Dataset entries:

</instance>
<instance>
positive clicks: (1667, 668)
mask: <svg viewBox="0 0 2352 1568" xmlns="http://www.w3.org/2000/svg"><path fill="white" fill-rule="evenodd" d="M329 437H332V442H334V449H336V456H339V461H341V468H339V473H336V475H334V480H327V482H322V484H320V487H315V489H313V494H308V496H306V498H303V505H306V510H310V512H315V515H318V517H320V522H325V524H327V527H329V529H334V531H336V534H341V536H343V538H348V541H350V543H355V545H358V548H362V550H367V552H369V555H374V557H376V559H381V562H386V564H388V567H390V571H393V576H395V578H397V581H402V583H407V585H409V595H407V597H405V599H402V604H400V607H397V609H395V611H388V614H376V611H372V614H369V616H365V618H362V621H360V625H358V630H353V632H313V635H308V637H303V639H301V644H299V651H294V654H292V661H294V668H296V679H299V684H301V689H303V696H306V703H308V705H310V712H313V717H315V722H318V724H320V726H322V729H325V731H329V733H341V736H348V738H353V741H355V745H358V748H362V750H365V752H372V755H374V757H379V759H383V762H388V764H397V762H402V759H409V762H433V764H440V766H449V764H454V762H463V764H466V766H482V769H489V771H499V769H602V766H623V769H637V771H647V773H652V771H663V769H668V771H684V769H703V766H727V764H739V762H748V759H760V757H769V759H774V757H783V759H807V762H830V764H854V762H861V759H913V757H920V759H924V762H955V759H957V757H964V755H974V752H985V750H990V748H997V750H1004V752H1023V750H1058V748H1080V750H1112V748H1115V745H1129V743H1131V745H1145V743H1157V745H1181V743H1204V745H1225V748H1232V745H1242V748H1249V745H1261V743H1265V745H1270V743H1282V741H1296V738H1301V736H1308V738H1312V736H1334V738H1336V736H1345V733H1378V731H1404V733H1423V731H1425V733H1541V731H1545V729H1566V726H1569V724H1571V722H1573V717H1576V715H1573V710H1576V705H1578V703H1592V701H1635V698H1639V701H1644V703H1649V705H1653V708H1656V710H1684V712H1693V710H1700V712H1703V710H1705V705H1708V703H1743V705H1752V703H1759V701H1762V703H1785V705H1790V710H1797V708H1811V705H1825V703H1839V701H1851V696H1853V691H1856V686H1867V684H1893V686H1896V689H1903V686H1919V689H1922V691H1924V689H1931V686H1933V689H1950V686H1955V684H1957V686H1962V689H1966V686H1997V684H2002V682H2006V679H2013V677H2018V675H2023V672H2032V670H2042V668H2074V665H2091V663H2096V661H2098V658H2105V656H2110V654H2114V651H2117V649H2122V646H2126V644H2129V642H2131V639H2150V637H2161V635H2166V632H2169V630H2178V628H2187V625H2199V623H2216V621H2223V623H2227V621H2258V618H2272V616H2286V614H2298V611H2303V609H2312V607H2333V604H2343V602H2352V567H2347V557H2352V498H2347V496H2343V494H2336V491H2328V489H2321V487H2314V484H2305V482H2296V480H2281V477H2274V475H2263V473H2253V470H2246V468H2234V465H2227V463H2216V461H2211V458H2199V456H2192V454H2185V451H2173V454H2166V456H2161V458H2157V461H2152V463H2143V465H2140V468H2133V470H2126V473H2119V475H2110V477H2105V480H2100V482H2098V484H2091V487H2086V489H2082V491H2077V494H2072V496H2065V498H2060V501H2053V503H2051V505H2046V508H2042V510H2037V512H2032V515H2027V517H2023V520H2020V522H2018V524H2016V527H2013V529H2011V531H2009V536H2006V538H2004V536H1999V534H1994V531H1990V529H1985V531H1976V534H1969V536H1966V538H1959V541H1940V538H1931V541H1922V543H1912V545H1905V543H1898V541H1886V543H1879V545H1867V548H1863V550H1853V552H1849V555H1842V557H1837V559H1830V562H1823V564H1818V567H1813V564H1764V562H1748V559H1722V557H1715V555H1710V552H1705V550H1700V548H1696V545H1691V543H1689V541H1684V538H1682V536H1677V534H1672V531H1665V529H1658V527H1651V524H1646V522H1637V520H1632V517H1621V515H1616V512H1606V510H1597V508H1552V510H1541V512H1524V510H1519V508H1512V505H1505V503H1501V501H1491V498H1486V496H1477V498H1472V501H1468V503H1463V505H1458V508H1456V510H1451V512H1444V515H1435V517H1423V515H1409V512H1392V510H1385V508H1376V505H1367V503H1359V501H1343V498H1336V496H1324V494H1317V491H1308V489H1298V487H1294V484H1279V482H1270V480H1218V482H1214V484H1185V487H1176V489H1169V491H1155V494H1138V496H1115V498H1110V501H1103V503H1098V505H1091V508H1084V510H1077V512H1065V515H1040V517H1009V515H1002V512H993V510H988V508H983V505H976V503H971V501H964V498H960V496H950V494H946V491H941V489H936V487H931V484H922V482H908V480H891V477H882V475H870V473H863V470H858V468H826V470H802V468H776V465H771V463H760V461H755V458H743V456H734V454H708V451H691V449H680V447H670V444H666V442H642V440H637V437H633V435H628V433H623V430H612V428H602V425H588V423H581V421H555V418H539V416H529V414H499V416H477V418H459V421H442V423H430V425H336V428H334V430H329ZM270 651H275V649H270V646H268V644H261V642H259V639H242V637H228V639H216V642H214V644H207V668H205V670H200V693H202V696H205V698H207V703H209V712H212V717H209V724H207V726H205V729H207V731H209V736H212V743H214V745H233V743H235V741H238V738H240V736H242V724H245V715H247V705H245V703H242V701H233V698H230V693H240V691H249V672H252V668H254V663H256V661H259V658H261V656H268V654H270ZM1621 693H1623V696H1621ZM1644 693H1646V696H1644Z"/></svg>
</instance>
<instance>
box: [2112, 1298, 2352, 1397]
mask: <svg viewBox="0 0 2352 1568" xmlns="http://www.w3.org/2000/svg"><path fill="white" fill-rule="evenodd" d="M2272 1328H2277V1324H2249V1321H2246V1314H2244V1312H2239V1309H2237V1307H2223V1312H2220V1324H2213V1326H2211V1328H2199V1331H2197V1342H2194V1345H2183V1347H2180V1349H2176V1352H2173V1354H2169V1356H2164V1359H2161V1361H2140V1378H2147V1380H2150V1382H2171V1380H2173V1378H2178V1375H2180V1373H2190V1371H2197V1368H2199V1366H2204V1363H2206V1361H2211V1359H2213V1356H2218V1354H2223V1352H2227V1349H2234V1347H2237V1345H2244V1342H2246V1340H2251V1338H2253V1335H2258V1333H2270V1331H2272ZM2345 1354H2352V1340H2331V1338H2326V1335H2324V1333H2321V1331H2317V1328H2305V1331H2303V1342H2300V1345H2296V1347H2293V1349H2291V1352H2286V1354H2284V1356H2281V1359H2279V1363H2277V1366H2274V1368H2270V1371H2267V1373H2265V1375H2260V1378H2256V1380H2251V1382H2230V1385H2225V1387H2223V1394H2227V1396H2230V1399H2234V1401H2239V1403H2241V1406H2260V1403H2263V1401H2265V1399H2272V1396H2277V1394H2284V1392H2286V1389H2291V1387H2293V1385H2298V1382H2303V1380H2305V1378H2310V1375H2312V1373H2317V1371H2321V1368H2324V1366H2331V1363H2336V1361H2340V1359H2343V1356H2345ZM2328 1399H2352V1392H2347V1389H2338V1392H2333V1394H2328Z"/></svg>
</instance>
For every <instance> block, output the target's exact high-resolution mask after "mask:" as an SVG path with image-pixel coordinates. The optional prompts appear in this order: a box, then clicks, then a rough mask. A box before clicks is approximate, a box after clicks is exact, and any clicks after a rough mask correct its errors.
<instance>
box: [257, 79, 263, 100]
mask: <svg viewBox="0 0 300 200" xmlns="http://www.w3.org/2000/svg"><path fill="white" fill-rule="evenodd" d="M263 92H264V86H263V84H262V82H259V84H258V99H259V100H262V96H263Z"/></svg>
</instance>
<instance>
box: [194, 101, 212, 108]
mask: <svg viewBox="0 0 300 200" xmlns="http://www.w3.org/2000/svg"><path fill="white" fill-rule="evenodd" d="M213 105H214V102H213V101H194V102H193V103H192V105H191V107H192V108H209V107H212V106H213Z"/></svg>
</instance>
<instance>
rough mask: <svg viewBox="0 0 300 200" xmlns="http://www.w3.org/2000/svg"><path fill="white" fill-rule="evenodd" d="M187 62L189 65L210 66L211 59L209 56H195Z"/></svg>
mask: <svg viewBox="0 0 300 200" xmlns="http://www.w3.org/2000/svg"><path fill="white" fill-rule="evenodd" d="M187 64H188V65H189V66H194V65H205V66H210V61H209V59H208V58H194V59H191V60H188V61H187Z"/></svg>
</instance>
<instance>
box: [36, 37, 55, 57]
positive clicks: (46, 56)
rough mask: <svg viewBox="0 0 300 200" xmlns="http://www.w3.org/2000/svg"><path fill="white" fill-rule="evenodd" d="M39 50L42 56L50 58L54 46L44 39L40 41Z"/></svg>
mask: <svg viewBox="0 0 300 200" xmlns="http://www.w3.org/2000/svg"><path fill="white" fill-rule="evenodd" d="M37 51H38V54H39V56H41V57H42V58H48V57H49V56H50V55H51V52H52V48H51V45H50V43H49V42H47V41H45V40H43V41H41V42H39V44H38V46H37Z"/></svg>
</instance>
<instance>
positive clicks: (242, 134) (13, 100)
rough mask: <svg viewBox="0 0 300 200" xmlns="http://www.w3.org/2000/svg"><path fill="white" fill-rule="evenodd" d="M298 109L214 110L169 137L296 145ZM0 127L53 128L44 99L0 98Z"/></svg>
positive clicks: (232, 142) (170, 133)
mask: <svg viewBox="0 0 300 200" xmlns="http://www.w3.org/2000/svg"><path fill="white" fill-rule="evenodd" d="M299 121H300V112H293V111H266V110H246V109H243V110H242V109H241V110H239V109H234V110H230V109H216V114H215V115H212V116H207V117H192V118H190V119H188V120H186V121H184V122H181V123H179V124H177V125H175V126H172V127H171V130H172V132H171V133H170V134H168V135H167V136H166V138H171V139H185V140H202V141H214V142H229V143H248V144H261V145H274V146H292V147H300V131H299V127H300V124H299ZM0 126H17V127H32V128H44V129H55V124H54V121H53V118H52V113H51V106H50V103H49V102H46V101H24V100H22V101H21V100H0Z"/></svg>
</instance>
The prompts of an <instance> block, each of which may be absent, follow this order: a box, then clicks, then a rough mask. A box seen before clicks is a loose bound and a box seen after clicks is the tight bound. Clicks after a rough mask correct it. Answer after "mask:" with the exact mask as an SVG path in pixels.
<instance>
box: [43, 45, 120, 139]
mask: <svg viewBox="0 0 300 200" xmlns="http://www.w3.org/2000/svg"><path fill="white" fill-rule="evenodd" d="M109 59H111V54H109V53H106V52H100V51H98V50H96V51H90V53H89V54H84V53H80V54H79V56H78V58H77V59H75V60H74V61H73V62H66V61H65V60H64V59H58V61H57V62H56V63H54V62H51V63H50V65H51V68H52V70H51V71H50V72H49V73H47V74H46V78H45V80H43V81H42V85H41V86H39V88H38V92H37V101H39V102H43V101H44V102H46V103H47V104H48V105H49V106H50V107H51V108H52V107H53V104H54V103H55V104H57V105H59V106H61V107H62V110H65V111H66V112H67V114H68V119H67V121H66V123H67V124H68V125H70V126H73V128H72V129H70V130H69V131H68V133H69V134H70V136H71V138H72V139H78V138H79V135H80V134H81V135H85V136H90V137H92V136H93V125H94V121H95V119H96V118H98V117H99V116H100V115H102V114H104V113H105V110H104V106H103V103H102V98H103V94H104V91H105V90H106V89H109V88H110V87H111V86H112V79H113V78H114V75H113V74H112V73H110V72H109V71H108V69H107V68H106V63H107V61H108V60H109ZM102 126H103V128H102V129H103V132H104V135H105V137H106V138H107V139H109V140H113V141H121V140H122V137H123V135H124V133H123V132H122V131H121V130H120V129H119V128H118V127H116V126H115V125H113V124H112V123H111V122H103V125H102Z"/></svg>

### Task details
In the entries above, please find the line with "50L42 56L50 58L54" and the line with "109L214 110L169 137L296", then write out exactly those two lines and every line between them, and nothing more.

### Task solution
rough mask: <svg viewBox="0 0 300 200" xmlns="http://www.w3.org/2000/svg"><path fill="white" fill-rule="evenodd" d="M39 50L42 56L50 58L54 46L44 39L40 41Z"/></svg>
mask: <svg viewBox="0 0 300 200" xmlns="http://www.w3.org/2000/svg"><path fill="white" fill-rule="evenodd" d="M37 51H38V54H39V56H41V57H42V58H48V57H49V56H50V55H51V52H52V48H51V45H50V43H49V42H47V41H45V40H43V41H41V42H39V44H38V46H37Z"/></svg>
</instance>
<instance>
positive clicks: (242, 134) (13, 100)
rough mask: <svg viewBox="0 0 300 200" xmlns="http://www.w3.org/2000/svg"><path fill="white" fill-rule="evenodd" d="M298 109L214 110L169 137L296 145ZM0 127L53 128L44 99L0 98Z"/></svg>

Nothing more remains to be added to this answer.